What is asked: Copy out everything from the line containing "Retail shelf audit: identify every white baseboard" down to the end of the entries, keeping every line unchanged.

──────── Given entries ────────

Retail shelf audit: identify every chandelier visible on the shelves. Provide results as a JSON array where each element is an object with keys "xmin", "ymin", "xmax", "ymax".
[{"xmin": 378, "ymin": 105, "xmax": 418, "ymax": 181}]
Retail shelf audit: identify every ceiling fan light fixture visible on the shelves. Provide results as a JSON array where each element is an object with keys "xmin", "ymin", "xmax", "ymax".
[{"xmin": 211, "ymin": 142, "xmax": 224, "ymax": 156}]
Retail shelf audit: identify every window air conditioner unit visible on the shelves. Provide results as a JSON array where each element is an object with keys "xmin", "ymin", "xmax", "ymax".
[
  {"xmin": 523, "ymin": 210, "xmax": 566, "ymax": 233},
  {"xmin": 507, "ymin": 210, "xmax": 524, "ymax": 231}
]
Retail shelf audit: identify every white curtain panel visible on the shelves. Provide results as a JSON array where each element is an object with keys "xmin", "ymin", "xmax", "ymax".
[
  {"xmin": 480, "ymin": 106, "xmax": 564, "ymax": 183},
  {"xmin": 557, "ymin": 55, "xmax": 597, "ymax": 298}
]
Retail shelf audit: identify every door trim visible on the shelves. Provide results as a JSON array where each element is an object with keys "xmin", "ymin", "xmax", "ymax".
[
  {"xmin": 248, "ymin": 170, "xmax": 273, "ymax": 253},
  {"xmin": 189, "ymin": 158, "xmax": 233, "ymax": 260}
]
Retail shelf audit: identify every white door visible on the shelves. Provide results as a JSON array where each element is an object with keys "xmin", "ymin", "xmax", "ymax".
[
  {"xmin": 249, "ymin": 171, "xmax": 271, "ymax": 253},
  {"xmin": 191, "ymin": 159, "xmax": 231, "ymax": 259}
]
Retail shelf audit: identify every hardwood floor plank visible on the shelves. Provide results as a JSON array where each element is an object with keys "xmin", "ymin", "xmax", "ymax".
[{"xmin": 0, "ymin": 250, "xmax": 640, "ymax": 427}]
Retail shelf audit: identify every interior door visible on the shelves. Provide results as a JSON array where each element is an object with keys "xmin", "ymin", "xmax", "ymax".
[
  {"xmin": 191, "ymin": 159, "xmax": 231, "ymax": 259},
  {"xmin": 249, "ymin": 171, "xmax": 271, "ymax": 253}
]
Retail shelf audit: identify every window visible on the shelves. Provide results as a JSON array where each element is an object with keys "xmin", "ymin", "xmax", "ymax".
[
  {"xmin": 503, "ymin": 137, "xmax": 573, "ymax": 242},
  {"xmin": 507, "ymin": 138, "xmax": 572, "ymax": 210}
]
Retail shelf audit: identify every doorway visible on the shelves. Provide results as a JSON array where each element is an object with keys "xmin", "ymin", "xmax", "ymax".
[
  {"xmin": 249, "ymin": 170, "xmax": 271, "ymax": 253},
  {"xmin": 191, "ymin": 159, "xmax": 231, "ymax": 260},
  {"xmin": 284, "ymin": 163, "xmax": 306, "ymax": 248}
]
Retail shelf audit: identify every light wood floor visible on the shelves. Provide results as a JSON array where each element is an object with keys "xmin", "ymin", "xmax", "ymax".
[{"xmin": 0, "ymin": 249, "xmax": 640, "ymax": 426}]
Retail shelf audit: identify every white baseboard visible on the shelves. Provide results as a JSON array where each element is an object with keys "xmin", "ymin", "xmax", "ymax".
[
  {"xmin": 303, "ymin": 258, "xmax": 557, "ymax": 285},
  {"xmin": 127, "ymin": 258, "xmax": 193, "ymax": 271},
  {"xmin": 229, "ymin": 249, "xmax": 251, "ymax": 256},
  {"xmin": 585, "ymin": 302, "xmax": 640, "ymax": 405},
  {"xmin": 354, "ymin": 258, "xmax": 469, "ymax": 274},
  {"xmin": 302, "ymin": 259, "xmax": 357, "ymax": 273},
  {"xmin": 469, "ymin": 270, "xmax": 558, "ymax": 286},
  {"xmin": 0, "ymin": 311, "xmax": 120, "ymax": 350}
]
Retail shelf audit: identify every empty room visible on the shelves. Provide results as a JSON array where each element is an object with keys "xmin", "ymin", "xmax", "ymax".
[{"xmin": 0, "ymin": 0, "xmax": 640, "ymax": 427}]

────────

Output:
Retail shelf audit: identify every white baseboard visible on the shelves. Provide results as a JSON array where each element is an object with keys "xmin", "ymin", "xmax", "ymax".
[
  {"xmin": 303, "ymin": 258, "xmax": 557, "ymax": 285},
  {"xmin": 127, "ymin": 258, "xmax": 193, "ymax": 271},
  {"xmin": 229, "ymin": 249, "xmax": 251, "ymax": 256},
  {"xmin": 585, "ymin": 302, "xmax": 640, "ymax": 405},
  {"xmin": 354, "ymin": 258, "xmax": 469, "ymax": 274},
  {"xmin": 302, "ymin": 259, "xmax": 357, "ymax": 273},
  {"xmin": 469, "ymin": 270, "xmax": 558, "ymax": 286},
  {"xmin": 0, "ymin": 311, "xmax": 120, "ymax": 350}
]
Retail shelf audit: identify every empty room visible on the shelves. Provide results as a JSON array where each element is an object with keys "xmin", "ymin", "xmax", "ymax".
[{"xmin": 0, "ymin": 0, "xmax": 640, "ymax": 427}]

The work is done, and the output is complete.